Görev 1: Muhasebe düzenlemelerine ilişkin metinden "Maliye Bakanlığı, muhasebe" ile "yetkilidir. (VUK md.175)" arasındaki kısmı, her iki ifade de dahil olmak üzere hiçbir değişiklik yapmadan yazın.

Metin Bölümü:
○ ○ ○ ○ ○ ○ ○

Maliye Bakanlığı, muhasebe kayıtlarını bilgisayar programları aracılığıyla izleyen mükellefler ile bu bilgisayar programlarını üreten gerçek ve tüzel kişilerce uyulması gereken kuralları ve bilgisayar programlarının içermesi gereken asgarî hususlar ile standartları ve uygulamaya ilişkin usul ve esasları belirlemeye yetkilidir. (VUK md.175)
Bunun yanında Vergi Usul Kanunun Mükerrer 257.maddesi hükmüne göre Maliye Bakanlığı “Mükellef ve meslek grupları itibariyle muhasebe usul ve esaslarını tespit etmeye, bu Kanuna göre tutulmakta olan defter ve belgeler ile bunlara ilaveten tutulmasını veya düzenlenmesini uygun gördüğü defter ve belgelerin mahiyet, şekil ve ihtiva etmesi zorunlu bilgileri belirlemeye, bunlarda değişiklik yapmaya; bedeli karşılığında basıp dağıtmaya veya üçüncü kişilere bastırıp dağıtmaya veya dağıttırmaya, bunların kayıtlarını tutturmaya bu defter ve belgelere tasdik, muhafaza ve ibraz zorunluluğu getirmeye veya kaldırmaya, bu Kanuna göre tutulacak defter ve düzenlenecek belgelerin tutulması ve düzenlenmesi zorunluluğunu kaldırmaya” yetkili kılınmıştır.
213 sayılı Vergi Usul Kanununun 175 ve mükerrer 257.maddelerinin Maliye Bakanlığına verdiği yetkiye dayanılarak yapılan düzenlemeler aşağıdaki gibidir:
II.KONUYA İLİŞKİN YASAL DÜZENLEMELER
- 1 Sıra No’lu Muhasebe Sistemi Uygulama Genel Tebliği[1] Çerçevesinde Tek Düzen Hesap Planı
Bilanço usulünde defter tutan gerçek ve tüzel kişilere ait teşebbüs ve işletmelerin faaliyet ve sonuçlarının sağlıklı ve güvenilir bir biçimde muhasebeleştirilmesi, mali tablolar aracılığı ile ilgililere sunulan bilgilerin tutarlılık ve mukayese edilebilirlik niteliklerini koruyarak gerçek durumu yansıtmasının sağlanması ve işletmelerde denetimin kolaylaştırılması amacıyla aşağıdaki konularda düzenlemeler yapılmıştır.
a) Muhasebenin Temel Kavramları,
b) Muhasebe Politikalarının Açıklanması,
c) Mali Tablolar İlkeleri,
d) Mali Tabloların Düzenlenmesi ve Sunulması
e) Tekdüzen Hesap Çerçevesi Hesap Planı ve İşleyişi,
Bu düzenleme;
a) Muhasebe bilgilerinin karar alma durumunda bulunan ilgililere yeterli ve doğru olarak ulaştırılmasına,
b) Farklı işletmeler ile aynı işletmenin farklı dönemlerinin karşılaştırılmasına,
c) Mali tablolarda yer alan hesap adlarının tüm kesimler için aynı anlamı vermesine,
d) Muhasebe terim birliğinin sağlanması suretiyle anlaşılabilir olmasına,
e) İşletmelerle ilgililer arasında güven unsurunun oluşturulmasına
amaçları kavramaya dönük olduğundan muhasebe sitemi uygulama tebliğleri ile getirilen usul ve esaslara uyulması zorunludur.

○ ○ ○ ○ ○ ○ ○

Görev 2: Girdilerin başından "x=214, y=108" ifadesini içeren satıra kadar (bu satır dahil) yer alan girdileri yalnızca bu aralıkla sınırlı kalarak "sorgu" ve "yanıt" sütunlarından oluşan iki sütunlu bir CSV olarak verin. Her girdi için bir satır oluşturun. Sorgu metnini ve yanıtını ayrı ayrı tırnak içinde tek bir alana yazın ve satır sonlarını boşluğa dönüştürün.

○ ○ ○ ○ ○ ○ ○

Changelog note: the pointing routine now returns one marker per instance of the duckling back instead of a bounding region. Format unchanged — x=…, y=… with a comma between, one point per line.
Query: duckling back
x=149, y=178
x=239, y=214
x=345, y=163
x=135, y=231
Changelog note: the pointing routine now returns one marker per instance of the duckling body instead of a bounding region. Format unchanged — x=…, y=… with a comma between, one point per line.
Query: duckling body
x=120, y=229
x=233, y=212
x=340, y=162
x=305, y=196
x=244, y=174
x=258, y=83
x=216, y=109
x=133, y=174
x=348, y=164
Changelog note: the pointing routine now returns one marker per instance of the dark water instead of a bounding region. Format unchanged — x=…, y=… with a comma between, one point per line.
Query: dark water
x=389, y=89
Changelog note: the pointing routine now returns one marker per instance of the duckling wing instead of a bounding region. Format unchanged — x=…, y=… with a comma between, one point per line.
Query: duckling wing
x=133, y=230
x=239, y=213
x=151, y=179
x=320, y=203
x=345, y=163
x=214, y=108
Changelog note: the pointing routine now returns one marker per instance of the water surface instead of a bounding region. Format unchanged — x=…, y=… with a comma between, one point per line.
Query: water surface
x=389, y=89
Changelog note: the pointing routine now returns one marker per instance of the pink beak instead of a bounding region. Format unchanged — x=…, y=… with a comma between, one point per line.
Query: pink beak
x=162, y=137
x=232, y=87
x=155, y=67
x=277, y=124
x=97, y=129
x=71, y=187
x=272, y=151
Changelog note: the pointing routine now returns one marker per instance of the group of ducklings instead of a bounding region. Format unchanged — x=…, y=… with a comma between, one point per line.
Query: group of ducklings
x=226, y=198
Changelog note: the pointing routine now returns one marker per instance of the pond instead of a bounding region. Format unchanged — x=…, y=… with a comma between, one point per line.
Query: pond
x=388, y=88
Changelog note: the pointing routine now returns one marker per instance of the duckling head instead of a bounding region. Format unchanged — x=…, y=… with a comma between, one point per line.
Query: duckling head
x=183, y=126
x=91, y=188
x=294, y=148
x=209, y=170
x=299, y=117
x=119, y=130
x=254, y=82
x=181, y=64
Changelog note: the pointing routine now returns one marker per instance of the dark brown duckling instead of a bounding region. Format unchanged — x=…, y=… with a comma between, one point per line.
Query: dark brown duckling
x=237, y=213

○ ○ ○ ○ ○ ○ ○

Görev Çözümü 1:
Maliye Bakanlığı, muhasebe kayıtlarını bilgisayar programları aracılığıyla izleyen mükellefler ile bu bilgisayar programlarını üreten gerçek ve tüzel kişilerce uyulması gereken kuralları ve bilgisayar programlarının içermesi gereken asgarî hususlar ile standartları ve uygulamaya ilişkin usul ve esasları belirlemeye yetkilidir. (VUK md.175)

Görev Çözümü 2:
sorgu,yanıt
"Changelog note: the pointing routine now returns one marker per instance of the duckling back instead of a bounding region. Format unchanged — x=…, y=… with a comma between, one point per line. Query: duckling back","x=149, y=178 x=239, y=214 x=345, y=163 x=135, y=231"
"Changelog note: the pointing routine now returns one marker per instance of the duckling body instead of a bounding region. Format unchanged — x=…, y=… with a comma between, one point per line. Query: duckling body","x=120, y=229 x=233, y=212 x=340, y=162 x=305, y=196 x=244, y=174 x=258, y=83 x=216, y=109 x=133, y=174 x=348, y=164"
"Changelog note: the pointing routine now returns one marker per instance of the dark water instead of a bounding region. Format unchanged — x=…, y=… with a comma between, one point per line. Query: dark water","x=389, y=89"
"Changelog note: the pointing routine now returns one marker per instance of the duckling wing instead of a bounding region. Format unchanged — x=…, y=… with a comma between, one point per line. Query: duckling wing","x=133, y=230 x=239, y=213 x=151, y=179 x=320, y=203 x=345, y=163 x=214, y=108"